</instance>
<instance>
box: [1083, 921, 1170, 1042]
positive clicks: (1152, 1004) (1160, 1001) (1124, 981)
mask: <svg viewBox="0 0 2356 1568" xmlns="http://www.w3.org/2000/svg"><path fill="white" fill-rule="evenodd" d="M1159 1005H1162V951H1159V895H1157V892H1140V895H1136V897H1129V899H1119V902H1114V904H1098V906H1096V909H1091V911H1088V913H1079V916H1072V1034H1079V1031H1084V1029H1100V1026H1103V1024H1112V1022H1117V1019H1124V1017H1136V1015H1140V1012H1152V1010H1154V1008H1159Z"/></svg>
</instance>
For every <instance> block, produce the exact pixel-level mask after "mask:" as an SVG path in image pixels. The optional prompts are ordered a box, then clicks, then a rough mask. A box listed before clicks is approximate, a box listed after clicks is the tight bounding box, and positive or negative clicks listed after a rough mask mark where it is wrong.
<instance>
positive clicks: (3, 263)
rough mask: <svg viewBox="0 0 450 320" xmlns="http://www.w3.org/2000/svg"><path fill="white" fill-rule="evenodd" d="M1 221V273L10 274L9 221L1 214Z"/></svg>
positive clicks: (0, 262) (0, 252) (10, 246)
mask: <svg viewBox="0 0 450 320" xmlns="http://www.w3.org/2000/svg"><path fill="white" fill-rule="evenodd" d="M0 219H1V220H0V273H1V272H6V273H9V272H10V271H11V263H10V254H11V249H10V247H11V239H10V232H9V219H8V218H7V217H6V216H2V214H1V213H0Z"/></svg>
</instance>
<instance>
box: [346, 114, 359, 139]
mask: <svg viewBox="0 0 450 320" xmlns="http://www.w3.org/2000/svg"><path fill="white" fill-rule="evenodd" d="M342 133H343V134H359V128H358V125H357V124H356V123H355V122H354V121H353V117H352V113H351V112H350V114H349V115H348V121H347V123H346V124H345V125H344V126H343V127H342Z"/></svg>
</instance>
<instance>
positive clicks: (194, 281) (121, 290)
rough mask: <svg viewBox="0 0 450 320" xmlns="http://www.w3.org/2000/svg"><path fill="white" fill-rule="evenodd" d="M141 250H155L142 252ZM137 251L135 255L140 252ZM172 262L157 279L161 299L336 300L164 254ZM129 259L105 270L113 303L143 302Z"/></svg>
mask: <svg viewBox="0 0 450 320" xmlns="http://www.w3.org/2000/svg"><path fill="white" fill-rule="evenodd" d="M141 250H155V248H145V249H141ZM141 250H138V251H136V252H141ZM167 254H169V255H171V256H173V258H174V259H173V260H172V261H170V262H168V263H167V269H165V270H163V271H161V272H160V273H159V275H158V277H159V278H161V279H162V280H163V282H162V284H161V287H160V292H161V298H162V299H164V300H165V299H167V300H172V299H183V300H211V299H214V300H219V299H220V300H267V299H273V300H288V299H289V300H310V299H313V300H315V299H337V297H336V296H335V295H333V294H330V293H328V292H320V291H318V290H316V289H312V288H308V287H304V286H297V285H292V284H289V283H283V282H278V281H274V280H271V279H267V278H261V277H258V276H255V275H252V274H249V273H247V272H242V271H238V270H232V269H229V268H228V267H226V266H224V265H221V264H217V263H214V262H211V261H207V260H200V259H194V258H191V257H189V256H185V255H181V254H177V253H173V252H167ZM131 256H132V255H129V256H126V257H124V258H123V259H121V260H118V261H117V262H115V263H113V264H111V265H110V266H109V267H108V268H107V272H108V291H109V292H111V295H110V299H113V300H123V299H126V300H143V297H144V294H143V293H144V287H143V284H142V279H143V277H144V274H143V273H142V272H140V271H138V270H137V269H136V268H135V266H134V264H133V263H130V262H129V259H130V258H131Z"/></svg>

====================

— Exercise —
Transcribe all of the records exactly.

— Task solution —
</instance>
<instance>
box: [1083, 921, 1170, 1042]
positive clicks: (1152, 1004) (1160, 1001) (1124, 981)
mask: <svg viewBox="0 0 2356 1568" xmlns="http://www.w3.org/2000/svg"><path fill="white" fill-rule="evenodd" d="M1159 1005H1162V951H1159V895H1157V892H1140V895H1136V897H1129V899H1119V902H1114V904H1098V906H1096V909H1091V911H1088V913H1079V916H1072V1034H1079V1031H1084V1029H1100V1026H1103V1024H1112V1022H1117V1019H1124V1017H1136V1015H1140V1012H1152V1010H1154V1008H1159Z"/></svg>
</instance>
For every <instance> block, produce the exact pixel-level mask after "mask:" as an SVG path in image pixels. The optional prompts are ordered a box, then clicks, then a rough mask. A box listed before clicks is approximate, a box listed after clicks is the tight bounding box, and positive or negative clicks listed after a rough mask mark where it is wrong.
<instance>
positive clicks: (3, 263)
rough mask: <svg viewBox="0 0 450 320" xmlns="http://www.w3.org/2000/svg"><path fill="white" fill-rule="evenodd" d="M1 221V273L10 274L9 221L1 214Z"/></svg>
positive clicks: (0, 262) (0, 252) (10, 246)
mask: <svg viewBox="0 0 450 320" xmlns="http://www.w3.org/2000/svg"><path fill="white" fill-rule="evenodd" d="M0 219H1V220H0V273H1V272H6V273H9V272H10V271H11V263H10V254H11V249H10V247H11V239H10V232H9V219H8V218H7V217H6V216H2V214H1V213H0Z"/></svg>
</instance>
<instance>
box: [346, 114, 359, 139]
mask: <svg viewBox="0 0 450 320" xmlns="http://www.w3.org/2000/svg"><path fill="white" fill-rule="evenodd" d="M342 133H343V134H359V128H358V125H357V124H356V123H355V122H354V121H353V117H352V113H351V112H350V114H349V115H348V121H347V123H346V124H345V125H344V126H343V127H342Z"/></svg>
</instance>
<instance>
positive clicks: (194, 281) (121, 290)
rough mask: <svg viewBox="0 0 450 320" xmlns="http://www.w3.org/2000/svg"><path fill="white" fill-rule="evenodd" d="M141 250H155L142 252ZM137 251L135 255L140 252ZM172 262L157 279L161 299L336 300L164 254ZM129 259L105 270L113 303L143 302Z"/></svg>
mask: <svg viewBox="0 0 450 320" xmlns="http://www.w3.org/2000/svg"><path fill="white" fill-rule="evenodd" d="M141 250H155V248H145V249H141ZM141 250H138V251H136V252H141ZM167 254H169V255H171V256H173V258H174V259H173V260H172V261H170V262H168V263H167V269H165V270H163V271H161V272H160V273H159V275H158V277H159V278H161V279H162V280H163V282H162V284H161V287H160V292H161V298H162V299H164V300H165V299H167V300H172V299H183V300H211V299H214V300H219V299H220V300H267V299H273V300H288V299H289V300H310V299H313V300H315V299H337V297H336V296H335V295H333V294H330V293H328V292H320V291H318V290H316V289H312V288H308V287H304V286H297V285H292V284H289V283H283V282H278V281H274V280H271V279H267V278H261V277H258V276H255V275H252V274H249V273H247V272H242V271H238V270H232V269H229V268H228V267H226V266H224V265H221V264H217V263H214V262H211V261H207V260H200V259H194V258H191V257H189V256H185V255H181V254H177V253H173V252H167ZM131 256H132V255H129V256H126V257H124V258H123V259H121V260H118V261H117V262H115V263H113V264H111V265H110V266H109V267H108V268H107V272H108V291H109V292H111V295H110V299H113V300H123V299H126V300H143V297H144V294H143V293H144V287H143V284H142V279H143V277H144V274H143V273H142V272H140V271H138V270H137V269H136V268H135V266H134V264H133V263H130V262H129V259H130V258H131Z"/></svg>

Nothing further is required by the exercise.